• _Twoje zadania_:
• a. Przełóż na angielski to zdanie z fragmentu uzasadnienia wyroku: „Nie sposób było w tej sytuacji czynić powodowi zarzutu skoncentrowania się na wykazywaniu rodzaju doznanych przez niego obrażeń, rozmiaru szkody, zakresu niezbędnej pomocy.”
• b. Wypisz z rekordów każdy wiersz, w którym występuje słowo „blurred”. Wielkość liter ma znaczenie.

• _Wybrany tekst_:
# # # #
W pierwszej kolejności Sąd Apelacyjny przyjął poczynione w przedmiotowej sprawie ustalenia faktyczne za własne, z nieznaczną modyfikacją dotyczącą zachowania kierującego samochodem osobowym Ł. (...) P. G. (2). O ile bowiem Sąd Okręgowy, czyniąc ustalenia w zakresie okoliczności związanych ze zdarzeniem, do jakiego doszło w dniu 16 czerwca 2003 roku, a wyniku którego powód doznał obrażeń ciała, odwołał się do informacji (...) Komendy Miejskiej Policji w Ł., znajdującej się na karcie 58 akt, o tyle pominął dość istotny element wynikający z powyższej informacji, a mianowicie, że kierujący samochodem P. G. (2) nie dostosował prędkości jazdy do warunków, w jakich odbywał się ruch i uderzył w drzewo oraz ogrodzenie posesji nr (...) ul. (...). Taki też przebieg zdarzenia wskazał powód P. G. (1) w uzasadnieniu pozwu, podnosząc, że w jego ocenie zaistniała szkoda była wynikiem przestępstwa z art. 177 § 1 k.k. Na skutek bowiem nieumyślnego naruszenia zasad bezpieczeństwa w ruchu lądowym P. G. (2) spowodował wypadek, w którym jego brat P. doznał obrażeń naruszających czynności narządu ciała i rozstrój zdrowia powyżej 7 dni.

Rację ma skarżący, że strona pozwana nie kwestionowała wskazanego przez niego przebiegu wypadku, osoby sprawcy, jak i jego zachowania, które było przyczyną sprawczą zdarzenia. Świadczy o tym zarówno jej stanowisko prezentowane w toku postępowania szkodowego, w którym jako przyczynę odmowy zaspokojenia roszczeń wskazała wyłącznie ich przedawnienie oraz brak możliwości zakwalifikowania czynu jako zbrodni bądź występku, jak i stanowisko zajęte w toku niniejszego postępowania. Pozwany w odpowiedzi na pozew odwołał się do informacji Komendy Miejskiej Policji w Ł., podnosząc, że zdarzenie z dnia 16 czerwca 2003 roku miało charakter wykroczenia za czyn z art. 86 § 1 kw, a zatem termin przedawnienia roszczeń powoda, w myśl art. 442 k.c. wynosi 3 lata i upłynął.

Powyższe oznacza, że pozwany w istocie nie zakwestionował wskazanej przez powoda podstawy faktycznej żądania w zakresie okoliczności wypadku z dnia 16 czerwca 2003 roku, co w powiązaniu z treścią informacji Policji, zeznań świadka P. G. (2) i wyjaśnień powoda dawało Sądowi I instancji prawo do uznania tych faktów za przyznane (art.230 k.p.c.). Nie sposób było w tej sytuacji czynić powodowi zarzutu skoncentrowania się na wykazywaniu rodzaju doznanych przez niego obrażeń, rozmiaru szkody, zakresu niezbędnej pomocy.
# # # #
• _Dane ćwiczenia_:

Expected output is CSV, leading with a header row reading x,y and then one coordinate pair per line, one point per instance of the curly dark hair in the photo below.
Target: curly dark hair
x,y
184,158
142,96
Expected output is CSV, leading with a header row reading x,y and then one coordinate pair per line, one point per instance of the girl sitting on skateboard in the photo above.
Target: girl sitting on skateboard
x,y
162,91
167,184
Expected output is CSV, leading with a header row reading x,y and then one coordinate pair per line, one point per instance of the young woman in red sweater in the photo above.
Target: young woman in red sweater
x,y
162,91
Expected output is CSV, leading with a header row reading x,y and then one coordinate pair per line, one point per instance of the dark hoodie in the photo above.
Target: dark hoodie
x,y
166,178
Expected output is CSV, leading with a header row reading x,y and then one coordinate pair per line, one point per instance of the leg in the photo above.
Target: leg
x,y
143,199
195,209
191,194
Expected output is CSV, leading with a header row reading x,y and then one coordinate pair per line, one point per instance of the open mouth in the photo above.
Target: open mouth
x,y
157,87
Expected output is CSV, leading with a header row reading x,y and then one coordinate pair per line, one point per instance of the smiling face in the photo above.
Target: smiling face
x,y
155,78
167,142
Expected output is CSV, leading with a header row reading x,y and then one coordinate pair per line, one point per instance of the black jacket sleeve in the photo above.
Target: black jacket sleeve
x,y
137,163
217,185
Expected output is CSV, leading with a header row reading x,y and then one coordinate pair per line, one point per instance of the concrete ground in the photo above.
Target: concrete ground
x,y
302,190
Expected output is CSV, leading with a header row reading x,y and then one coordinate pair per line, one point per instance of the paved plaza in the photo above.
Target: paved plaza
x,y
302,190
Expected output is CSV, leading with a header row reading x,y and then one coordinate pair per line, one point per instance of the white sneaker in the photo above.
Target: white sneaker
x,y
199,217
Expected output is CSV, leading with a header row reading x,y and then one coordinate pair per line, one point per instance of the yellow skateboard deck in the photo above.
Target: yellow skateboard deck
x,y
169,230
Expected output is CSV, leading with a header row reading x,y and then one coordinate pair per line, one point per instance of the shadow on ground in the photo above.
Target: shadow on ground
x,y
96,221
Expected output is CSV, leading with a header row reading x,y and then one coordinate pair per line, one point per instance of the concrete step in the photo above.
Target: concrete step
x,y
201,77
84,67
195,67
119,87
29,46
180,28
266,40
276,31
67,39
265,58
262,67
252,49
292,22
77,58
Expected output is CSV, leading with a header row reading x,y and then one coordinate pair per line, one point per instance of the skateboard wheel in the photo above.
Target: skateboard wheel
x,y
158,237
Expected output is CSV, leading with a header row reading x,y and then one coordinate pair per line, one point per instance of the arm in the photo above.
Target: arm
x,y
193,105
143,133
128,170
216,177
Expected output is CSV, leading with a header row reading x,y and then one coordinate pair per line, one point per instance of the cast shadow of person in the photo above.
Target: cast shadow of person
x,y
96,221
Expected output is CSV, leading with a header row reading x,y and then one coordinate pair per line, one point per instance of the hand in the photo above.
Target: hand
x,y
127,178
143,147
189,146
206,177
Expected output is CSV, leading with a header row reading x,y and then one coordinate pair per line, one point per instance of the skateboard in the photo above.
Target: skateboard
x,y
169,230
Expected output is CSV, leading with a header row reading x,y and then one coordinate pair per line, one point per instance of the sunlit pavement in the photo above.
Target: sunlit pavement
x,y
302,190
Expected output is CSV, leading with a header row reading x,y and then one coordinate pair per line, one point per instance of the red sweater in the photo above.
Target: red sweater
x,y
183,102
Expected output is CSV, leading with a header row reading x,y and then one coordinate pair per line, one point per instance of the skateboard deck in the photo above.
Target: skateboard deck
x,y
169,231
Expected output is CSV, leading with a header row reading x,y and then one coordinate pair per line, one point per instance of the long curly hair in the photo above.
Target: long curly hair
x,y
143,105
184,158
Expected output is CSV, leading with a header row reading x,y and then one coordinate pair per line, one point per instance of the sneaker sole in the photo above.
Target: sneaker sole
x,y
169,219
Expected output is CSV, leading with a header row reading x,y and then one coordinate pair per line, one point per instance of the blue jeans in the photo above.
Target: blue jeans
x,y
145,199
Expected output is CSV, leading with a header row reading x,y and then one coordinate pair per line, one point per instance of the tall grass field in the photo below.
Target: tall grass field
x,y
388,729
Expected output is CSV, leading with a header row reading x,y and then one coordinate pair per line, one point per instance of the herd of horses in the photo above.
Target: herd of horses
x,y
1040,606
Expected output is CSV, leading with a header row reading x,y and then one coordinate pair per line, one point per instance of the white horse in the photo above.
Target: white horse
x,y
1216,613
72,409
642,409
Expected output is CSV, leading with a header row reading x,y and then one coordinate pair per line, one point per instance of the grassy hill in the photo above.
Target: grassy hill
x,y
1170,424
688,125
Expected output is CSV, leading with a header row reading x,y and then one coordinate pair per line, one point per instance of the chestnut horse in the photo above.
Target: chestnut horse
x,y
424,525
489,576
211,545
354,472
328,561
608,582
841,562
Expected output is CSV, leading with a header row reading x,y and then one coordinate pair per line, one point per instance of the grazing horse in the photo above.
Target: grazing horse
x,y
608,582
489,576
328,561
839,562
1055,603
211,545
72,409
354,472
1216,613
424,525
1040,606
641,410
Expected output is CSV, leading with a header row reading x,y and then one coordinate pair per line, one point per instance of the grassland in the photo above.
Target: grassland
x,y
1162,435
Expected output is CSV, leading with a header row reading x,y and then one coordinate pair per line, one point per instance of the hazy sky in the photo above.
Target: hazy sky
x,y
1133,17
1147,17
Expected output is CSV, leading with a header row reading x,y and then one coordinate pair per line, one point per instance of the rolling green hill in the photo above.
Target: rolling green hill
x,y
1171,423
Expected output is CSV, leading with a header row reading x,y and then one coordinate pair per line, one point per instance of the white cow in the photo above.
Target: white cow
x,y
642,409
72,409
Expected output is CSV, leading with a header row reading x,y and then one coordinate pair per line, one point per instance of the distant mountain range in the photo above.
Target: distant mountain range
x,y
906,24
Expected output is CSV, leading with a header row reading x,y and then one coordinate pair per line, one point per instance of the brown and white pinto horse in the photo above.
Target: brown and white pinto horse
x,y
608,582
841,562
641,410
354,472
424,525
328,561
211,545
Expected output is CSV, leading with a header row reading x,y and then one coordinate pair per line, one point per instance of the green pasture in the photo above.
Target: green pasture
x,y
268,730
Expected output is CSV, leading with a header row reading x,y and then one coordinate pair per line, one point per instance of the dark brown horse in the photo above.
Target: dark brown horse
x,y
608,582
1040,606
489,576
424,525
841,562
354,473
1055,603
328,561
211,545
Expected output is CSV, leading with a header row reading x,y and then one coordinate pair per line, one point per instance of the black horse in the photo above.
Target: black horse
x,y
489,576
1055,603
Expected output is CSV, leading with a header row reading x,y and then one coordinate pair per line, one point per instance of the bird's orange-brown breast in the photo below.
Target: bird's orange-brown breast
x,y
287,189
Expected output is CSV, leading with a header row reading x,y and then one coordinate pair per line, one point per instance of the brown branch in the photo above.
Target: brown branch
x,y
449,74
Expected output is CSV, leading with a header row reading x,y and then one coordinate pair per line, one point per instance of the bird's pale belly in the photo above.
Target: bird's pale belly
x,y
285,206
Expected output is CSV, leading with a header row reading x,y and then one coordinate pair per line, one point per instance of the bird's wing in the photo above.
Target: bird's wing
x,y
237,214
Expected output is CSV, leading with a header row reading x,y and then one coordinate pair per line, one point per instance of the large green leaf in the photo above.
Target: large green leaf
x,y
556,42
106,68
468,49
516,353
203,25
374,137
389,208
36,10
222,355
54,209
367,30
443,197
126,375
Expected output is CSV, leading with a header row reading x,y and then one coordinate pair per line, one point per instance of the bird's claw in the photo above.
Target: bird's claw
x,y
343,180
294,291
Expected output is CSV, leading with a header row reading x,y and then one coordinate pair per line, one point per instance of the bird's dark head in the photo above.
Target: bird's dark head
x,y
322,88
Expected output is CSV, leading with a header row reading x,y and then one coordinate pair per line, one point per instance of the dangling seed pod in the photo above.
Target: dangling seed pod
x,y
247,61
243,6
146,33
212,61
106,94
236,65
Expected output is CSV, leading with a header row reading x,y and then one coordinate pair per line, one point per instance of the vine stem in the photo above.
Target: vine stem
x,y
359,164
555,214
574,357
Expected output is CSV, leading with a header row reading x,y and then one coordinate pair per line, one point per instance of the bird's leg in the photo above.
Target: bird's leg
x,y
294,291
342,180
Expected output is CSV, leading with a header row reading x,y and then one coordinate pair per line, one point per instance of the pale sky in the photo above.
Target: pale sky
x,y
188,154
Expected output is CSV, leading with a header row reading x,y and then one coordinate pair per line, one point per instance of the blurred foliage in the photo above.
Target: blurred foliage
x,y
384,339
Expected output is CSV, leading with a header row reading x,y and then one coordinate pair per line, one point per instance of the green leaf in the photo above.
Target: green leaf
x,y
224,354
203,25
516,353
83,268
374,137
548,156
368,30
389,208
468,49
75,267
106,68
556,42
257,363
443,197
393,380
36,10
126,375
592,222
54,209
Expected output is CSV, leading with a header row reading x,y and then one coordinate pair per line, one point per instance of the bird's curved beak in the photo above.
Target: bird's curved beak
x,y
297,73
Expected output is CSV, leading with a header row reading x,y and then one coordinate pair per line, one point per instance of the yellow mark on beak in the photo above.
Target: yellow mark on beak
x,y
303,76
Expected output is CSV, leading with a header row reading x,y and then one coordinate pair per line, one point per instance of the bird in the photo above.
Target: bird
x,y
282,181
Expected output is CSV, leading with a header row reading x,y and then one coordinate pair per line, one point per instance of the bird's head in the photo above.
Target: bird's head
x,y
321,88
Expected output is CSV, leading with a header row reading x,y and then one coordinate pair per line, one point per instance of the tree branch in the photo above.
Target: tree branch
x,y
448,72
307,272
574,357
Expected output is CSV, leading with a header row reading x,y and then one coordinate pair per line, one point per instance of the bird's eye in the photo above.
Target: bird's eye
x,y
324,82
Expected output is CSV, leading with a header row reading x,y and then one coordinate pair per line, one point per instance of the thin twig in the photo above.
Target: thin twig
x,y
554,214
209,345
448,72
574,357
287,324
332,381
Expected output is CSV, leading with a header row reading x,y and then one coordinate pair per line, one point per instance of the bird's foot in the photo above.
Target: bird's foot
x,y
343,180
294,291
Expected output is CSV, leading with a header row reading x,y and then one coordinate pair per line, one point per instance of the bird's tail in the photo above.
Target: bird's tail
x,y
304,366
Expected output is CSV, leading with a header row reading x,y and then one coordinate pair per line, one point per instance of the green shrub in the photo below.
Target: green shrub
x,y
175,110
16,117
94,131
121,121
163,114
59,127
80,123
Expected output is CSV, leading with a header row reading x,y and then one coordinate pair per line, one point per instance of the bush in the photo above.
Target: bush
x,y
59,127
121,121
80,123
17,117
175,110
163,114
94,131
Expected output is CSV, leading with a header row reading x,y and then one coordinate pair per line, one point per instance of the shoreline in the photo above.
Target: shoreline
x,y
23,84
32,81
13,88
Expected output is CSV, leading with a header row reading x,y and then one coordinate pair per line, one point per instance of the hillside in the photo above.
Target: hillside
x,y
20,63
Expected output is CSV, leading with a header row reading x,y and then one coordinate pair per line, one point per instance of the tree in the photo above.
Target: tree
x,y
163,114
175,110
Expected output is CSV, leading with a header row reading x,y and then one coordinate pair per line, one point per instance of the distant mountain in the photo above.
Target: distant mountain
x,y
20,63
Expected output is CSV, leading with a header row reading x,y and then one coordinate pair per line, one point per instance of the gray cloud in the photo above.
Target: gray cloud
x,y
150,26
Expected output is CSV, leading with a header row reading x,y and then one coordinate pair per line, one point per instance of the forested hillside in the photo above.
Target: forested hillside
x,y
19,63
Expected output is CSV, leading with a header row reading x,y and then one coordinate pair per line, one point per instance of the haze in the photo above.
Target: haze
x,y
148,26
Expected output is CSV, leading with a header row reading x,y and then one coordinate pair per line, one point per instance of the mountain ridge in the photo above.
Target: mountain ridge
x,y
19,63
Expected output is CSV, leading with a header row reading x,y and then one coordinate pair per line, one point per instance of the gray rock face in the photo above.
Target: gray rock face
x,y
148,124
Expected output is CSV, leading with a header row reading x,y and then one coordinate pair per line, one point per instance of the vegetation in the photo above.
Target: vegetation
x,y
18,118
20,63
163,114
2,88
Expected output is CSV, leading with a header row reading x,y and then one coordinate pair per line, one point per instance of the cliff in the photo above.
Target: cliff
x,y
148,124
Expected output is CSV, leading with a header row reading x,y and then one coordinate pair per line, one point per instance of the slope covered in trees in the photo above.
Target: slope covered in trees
# # # #
• _Odpowiedzi_:
• a. In this situation, the plaintiff could not be reproached for concentrating on demonstrating the type of injuries he had sustained, the extent of the damage, and the scope of the necessary assistance.

• b.
Expected output is CSV, leading with a header row reading x,y and then one coordinate pair per line, one point per instance of the blurred foliage in the photo above.
Target: blurred foliage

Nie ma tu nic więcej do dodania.